## Instruction:
Reproduce every one of the records below verbatim, line for line, omitting the pictures.

## Extracted material:
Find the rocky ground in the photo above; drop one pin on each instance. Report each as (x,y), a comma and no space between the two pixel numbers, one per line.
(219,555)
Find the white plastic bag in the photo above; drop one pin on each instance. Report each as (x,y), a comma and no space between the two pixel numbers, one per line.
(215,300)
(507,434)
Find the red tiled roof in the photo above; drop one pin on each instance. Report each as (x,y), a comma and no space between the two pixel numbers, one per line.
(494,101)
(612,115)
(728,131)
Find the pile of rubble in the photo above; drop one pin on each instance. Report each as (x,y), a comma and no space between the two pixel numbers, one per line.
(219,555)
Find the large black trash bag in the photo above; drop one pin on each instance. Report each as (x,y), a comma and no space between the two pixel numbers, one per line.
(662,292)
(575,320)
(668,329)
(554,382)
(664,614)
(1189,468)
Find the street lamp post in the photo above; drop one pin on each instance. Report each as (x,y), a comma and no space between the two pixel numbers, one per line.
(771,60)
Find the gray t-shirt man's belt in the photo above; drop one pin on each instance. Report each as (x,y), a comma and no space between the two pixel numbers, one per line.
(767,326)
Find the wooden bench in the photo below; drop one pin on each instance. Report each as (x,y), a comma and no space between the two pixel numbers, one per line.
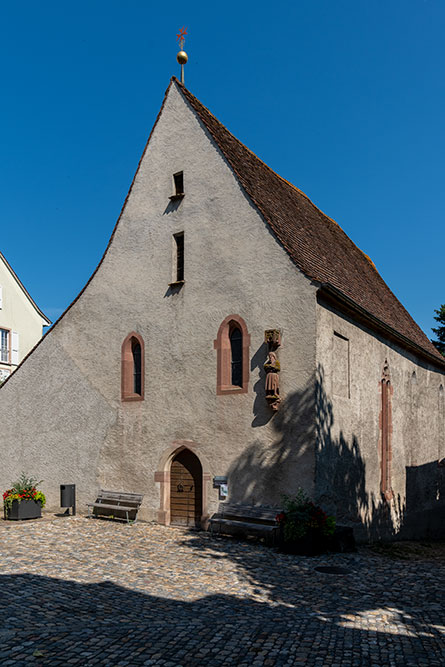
(246,520)
(116,504)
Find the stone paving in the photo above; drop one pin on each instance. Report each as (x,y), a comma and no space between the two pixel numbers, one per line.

## Worked solution:
Find the rocky ground in the photo above; drop one pin on each instance. Report each as (x,y), a comma and no space between the two pixel numbers, one per line.
(219,555)
Find the white plastic bag in the photo above; drop one pin on each instance. Report each as (x,y), a comma and no space between the two pixel numbers, one per line.
(215,300)
(507,434)
Find the red tiled roof in the photo above; drop one pin on each instance. Report each as (x,y), a comma and no space between the two pixel numbers, one per line.
(494,101)
(612,115)
(728,131)
Find the pile of rubble in the photo above; drop one pin on each instance. Report each as (x,y), a comma and no space between the two pixel numbers, one per line.
(219,555)
Find the large black trash bag in the photo above; drop one pin on each instance. Report each as (x,y), a comma and no space between the two pixel numbers, one per line.
(662,292)
(575,320)
(668,329)
(554,382)
(664,614)
(1189,468)
Find the street lamp post in the photo above; drop one pin on each instance. Report each as (x,y), a comma and no space between the two pixel numbers, one per line.
(771,60)
Find the gray t-shirt man's belt in the photo above; drop one pin on each instance. Report each as (x,y), a comma and no space between the two pixel numbers, one per line.
(767,326)
Find the wooden bench in the photo below; drop one pin on each instance. Report each as (x,y), a comma and no space between the two pixel numbers, one per line.
(246,520)
(116,504)
Find the stone paving in the photo above; drop one pin on each instance. Report each as (x,y), a comma and no space between the two pixel numbers, one per line.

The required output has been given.